Short problem 1: Quote the passage of the chick lit article starting at "But the backlash" and ending at "serious female writers.".
Short problem 2: In the chick lit article, what position does Elizabeth Bewley hold at St. Martin's Press?
Short problem 3: List every character first name given in the opening paragraph of the chick lit article.

Text to read:
Monday, July 28, 2003

Chick Lit Inc.

By Alyson Ward
Star-Telegram Staff Writer

Their names are Bridget, Cannie and Jane, Jackie, Jemima and Mel. They live in rent-controlled urban apartments and buy Jimmy Choos on Nine West salaries. Their bosses are handsome, their mothers meddlesome. Single but looking, young but far from naive, these women have become the most recognizable, most successful -- and perhaps the most overexposed -- characters in modern fiction. They're the irrepressible (and unavoidable) women of chick lit.

"Chick lit," the shorthand term for breezy novels written by and about young women, has been a prominent, sometimes dominant part of publishing since the mid-'90s. The books are described as "perky," "witty" and "playful romps" -- and they have been romping up the bestseller charts on a routine basis.

But the backlash has begun. Derided by serious scholars, declared passé by the British press, chick lit has been on shaky ground for at least a year. "The chick lit phenomenon is in decline," Britain's `The Independent' declared last August. And this month's `Book' magazine claims the genre has failed to live up to its potential and is damaging the market for stronger, more serious female writers.

Not everyone agrees, though, about where chick lit is headed. In May, the `Philadelphia Inquirer' announced that the "sassy, kicky" genre is still the "hottest trend in publishing."

So what gives? Is the frothy feminine fiction bound to gain a permanent place in publishing, or is it a five-year flash in the pan?

The answer depends on where this much-debated genre goes next.

First of all: No one needs to sound a death knell for chick lit just yet. Rumors of its demise have been exaggerated.

"From the sales numbers, it's doing really well," says Elizabeth Bewley, an assistant editor at St. Martin's Press, which has published such chick lit titles as `The Nanny Diaries' and `The Dirty Girls Social Club.' "These books are selling really strongly, in a book market that is kind of dragging at the moment."

In fact, chick lit books are being pushed onto store shelves more quickly than ever.

"You used to go in the bookstore and you'd see one new chick-lit book," say Rian Montgomery of New Hampshire, an avid fan of the genre. "Now there are eight."

Source material:
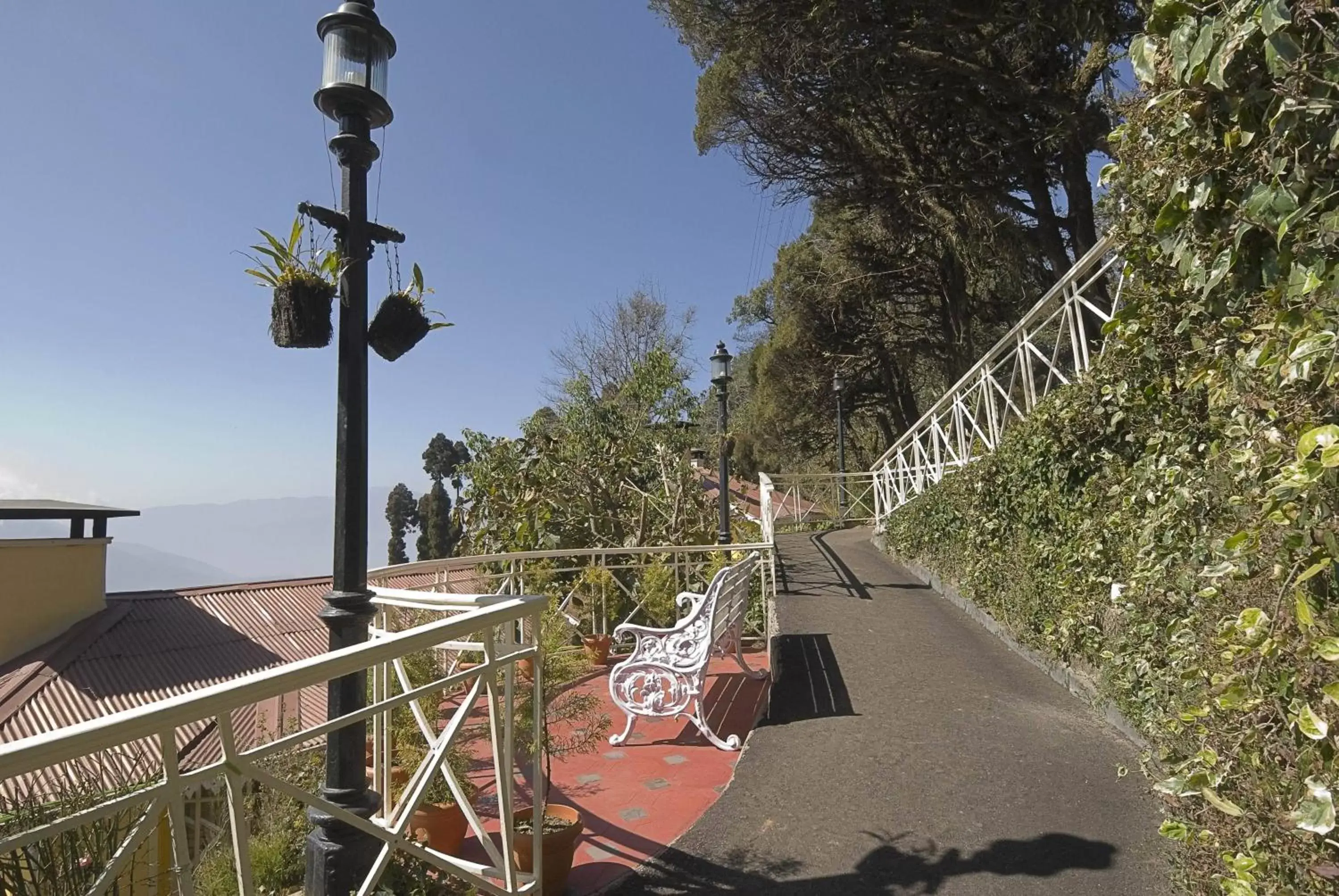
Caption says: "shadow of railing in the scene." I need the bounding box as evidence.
[607,832,1118,896]
[763,635,857,725]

Written answer 1:
But the backlash has begun. Derided by serious scholars, declared passé by the British press, chick lit has been on shaky ground for at least a year. "The chick lit phenomenon is in decline," Britain's `The Independent' declared last August. And this month's `Book' magazine claims the genre has failed to live up to its potential and is damaging the market for stronger, more serious female writers.

Written answer 2: She is an assistant editor at St. Martin's Press.

Written answer 3: Bridget, Cannie, Jane, Jackie, Jemima, Mel